## Problem to work on
When you reach the listing below, copy each line exactly.

------------

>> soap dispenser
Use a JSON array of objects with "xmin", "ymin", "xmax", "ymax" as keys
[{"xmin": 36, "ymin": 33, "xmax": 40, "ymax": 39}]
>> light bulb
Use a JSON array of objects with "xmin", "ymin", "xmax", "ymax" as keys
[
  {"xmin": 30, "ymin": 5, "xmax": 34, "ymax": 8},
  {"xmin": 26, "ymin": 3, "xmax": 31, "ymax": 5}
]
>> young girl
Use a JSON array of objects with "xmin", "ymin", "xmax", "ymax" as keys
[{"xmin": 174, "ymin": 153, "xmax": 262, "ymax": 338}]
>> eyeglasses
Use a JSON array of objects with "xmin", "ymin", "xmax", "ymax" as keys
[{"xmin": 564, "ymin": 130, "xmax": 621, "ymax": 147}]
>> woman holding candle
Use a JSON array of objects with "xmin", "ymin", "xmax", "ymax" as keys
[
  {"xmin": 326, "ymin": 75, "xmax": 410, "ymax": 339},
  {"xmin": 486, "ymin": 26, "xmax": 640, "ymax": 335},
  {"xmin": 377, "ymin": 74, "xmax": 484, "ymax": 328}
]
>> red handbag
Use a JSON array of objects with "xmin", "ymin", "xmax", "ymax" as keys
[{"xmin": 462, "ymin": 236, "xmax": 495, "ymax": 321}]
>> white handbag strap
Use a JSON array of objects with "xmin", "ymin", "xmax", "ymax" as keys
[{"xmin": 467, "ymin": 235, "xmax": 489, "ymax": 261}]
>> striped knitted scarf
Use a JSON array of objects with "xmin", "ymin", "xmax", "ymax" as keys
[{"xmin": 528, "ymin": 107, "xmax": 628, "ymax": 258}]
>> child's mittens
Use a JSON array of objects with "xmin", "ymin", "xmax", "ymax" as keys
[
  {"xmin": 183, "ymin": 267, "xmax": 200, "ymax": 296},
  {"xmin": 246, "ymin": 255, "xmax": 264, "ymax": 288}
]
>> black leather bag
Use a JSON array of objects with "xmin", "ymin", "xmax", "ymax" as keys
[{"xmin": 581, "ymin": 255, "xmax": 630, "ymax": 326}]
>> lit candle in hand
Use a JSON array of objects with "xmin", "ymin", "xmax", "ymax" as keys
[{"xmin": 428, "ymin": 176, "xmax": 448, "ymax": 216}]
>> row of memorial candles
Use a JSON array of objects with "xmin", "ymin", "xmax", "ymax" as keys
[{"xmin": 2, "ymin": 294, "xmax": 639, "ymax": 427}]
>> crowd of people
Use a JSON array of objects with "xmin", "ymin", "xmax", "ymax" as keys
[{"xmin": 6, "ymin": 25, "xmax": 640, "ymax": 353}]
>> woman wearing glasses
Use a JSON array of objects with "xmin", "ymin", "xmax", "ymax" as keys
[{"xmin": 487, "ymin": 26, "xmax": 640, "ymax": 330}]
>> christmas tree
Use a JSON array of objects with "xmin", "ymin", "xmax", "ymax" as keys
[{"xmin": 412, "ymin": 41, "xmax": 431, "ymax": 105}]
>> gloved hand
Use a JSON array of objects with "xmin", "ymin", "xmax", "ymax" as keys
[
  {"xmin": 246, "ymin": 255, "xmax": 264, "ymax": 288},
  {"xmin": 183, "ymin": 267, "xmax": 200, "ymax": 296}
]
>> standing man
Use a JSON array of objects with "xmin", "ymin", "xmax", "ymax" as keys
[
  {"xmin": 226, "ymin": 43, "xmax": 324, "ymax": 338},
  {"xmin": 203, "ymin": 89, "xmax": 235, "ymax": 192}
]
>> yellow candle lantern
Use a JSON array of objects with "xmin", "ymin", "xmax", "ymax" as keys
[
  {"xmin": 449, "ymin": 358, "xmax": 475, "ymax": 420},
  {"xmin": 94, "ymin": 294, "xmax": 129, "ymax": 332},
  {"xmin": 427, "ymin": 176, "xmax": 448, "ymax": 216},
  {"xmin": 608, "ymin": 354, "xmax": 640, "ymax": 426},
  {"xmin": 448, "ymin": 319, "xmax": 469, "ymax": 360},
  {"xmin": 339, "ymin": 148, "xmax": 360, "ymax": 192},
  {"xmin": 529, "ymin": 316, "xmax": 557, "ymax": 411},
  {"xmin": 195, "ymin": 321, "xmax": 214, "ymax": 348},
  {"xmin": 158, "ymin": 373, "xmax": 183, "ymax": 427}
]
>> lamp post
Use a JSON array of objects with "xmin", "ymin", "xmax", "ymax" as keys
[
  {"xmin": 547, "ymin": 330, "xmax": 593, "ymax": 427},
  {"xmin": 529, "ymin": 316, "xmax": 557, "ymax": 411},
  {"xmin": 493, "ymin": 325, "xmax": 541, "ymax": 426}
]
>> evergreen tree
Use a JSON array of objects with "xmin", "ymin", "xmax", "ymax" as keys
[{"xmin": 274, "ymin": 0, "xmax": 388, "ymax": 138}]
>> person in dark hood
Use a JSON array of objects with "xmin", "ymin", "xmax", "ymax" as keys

------------

## Answer to the problem
>> soap dispenser
Use a JSON array of objects with "xmin", "ymin", "xmax", "ymax" as keys
[{"xmin": 36, "ymin": 33, "xmax": 40, "ymax": 39}]
>> light bulb
Use a JSON array of objects with "xmin", "ymin", "xmax", "ymax" as keys
[
  {"xmin": 30, "ymin": 5, "xmax": 34, "ymax": 8},
  {"xmin": 26, "ymin": 3, "xmax": 31, "ymax": 5}
]
>> young girl
Use a JSON array of objects with "xmin", "ymin", "xmax", "ymax" as keys
[{"xmin": 174, "ymin": 153, "xmax": 262, "ymax": 338}]
>> eyeglasses
Use a JSON array of objects with "xmin", "ymin", "xmax", "ymax" as keys
[{"xmin": 564, "ymin": 130, "xmax": 621, "ymax": 147}]
>> woman holding candle
Use a JSON array of objects with "xmin", "ymin", "xmax", "ymax" as keys
[
  {"xmin": 326, "ymin": 75, "xmax": 410, "ymax": 339},
  {"xmin": 486, "ymin": 26, "xmax": 640, "ymax": 335},
  {"xmin": 377, "ymin": 74, "xmax": 484, "ymax": 328}
]
>> red handbag
Use a JSON array of objects with "xmin", "ymin", "xmax", "ymax" as keys
[{"xmin": 462, "ymin": 236, "xmax": 495, "ymax": 321}]
>> white handbag strap
Use a JSON array of objects with "xmin", "ymin", "xmax", "ymax" as keys
[{"xmin": 467, "ymin": 235, "xmax": 489, "ymax": 261}]
>> striped knitted scarf
Use a JSON array of objects with "xmin", "ymin", "xmax", "ymax" as keys
[{"xmin": 528, "ymin": 107, "xmax": 628, "ymax": 258}]
>> child's mittens
Use a JSON array of objects with "xmin", "ymin", "xmax", "ymax" as keys
[
  {"xmin": 183, "ymin": 267, "xmax": 200, "ymax": 296},
  {"xmin": 246, "ymin": 255, "xmax": 264, "ymax": 288}
]
>> black leather bag
Use a JSON array of objects with "xmin", "ymin", "xmax", "ymax" as keys
[{"xmin": 581, "ymin": 255, "xmax": 630, "ymax": 326}]
>> lit candle in hand
Use a JSON array of objects with "xmin", "ymin", "xmax", "ymax" as keys
[{"xmin": 428, "ymin": 176, "xmax": 448, "ymax": 216}]
>> row of memorial candles
Use a JSON array of objects with "xmin", "ymin", "xmax", "ymax" as keys
[{"xmin": 2, "ymin": 294, "xmax": 639, "ymax": 427}]
>> crowd of people
Use a JSON array of objects with "xmin", "ymin", "xmax", "ymax" as keys
[{"xmin": 6, "ymin": 25, "xmax": 640, "ymax": 353}]
>> woman wearing glasses
Use a JSON array of objects with "xmin", "ymin", "xmax", "ymax" as keys
[{"xmin": 487, "ymin": 26, "xmax": 640, "ymax": 330}]
>> christmas tree
Use a JSON array of objects with "xmin", "ymin", "xmax", "ymax" as keys
[{"xmin": 412, "ymin": 41, "xmax": 431, "ymax": 105}]
>> gloved hand
Use a JSON array of objects with "xmin", "ymin", "xmax", "ymax" as keys
[
  {"xmin": 246, "ymin": 255, "xmax": 264, "ymax": 288},
  {"xmin": 183, "ymin": 267, "xmax": 200, "ymax": 296}
]
>> standing man
Use a JSON array of objects with "xmin", "ymin", "xmax", "ymax" as keys
[
  {"xmin": 226, "ymin": 43, "xmax": 324, "ymax": 338},
  {"xmin": 203, "ymin": 89, "xmax": 235, "ymax": 192}
]
>> yellow candle lantern
Use a JSON array of objects with "xmin", "ymin", "xmax", "ymax" as keys
[
  {"xmin": 449, "ymin": 358, "xmax": 475, "ymax": 420},
  {"xmin": 94, "ymin": 294, "xmax": 129, "ymax": 332},
  {"xmin": 427, "ymin": 176, "xmax": 448, "ymax": 216},
  {"xmin": 608, "ymin": 354, "xmax": 640, "ymax": 426},
  {"xmin": 448, "ymin": 319, "xmax": 469, "ymax": 360},
  {"xmin": 339, "ymin": 148, "xmax": 360, "ymax": 192},
  {"xmin": 529, "ymin": 316, "xmax": 557, "ymax": 411},
  {"xmin": 195, "ymin": 321, "xmax": 214, "ymax": 348},
  {"xmin": 158, "ymin": 373, "xmax": 183, "ymax": 427}
]
>> lamp post
Use a JSON array of objects with "xmin", "ymin", "xmax", "ymax" as keys
[
  {"xmin": 547, "ymin": 330, "xmax": 593, "ymax": 427},
  {"xmin": 529, "ymin": 316, "xmax": 557, "ymax": 411},
  {"xmin": 493, "ymin": 325, "xmax": 541, "ymax": 426}
]
>> evergreen tree
Use a JSON array of objects with "xmin", "ymin", "xmax", "ymax" as keys
[{"xmin": 274, "ymin": 0, "xmax": 388, "ymax": 138}]
>> person in dark hood
Use a JSON array of objects with "xmin", "ymin", "xmax", "ymax" as keys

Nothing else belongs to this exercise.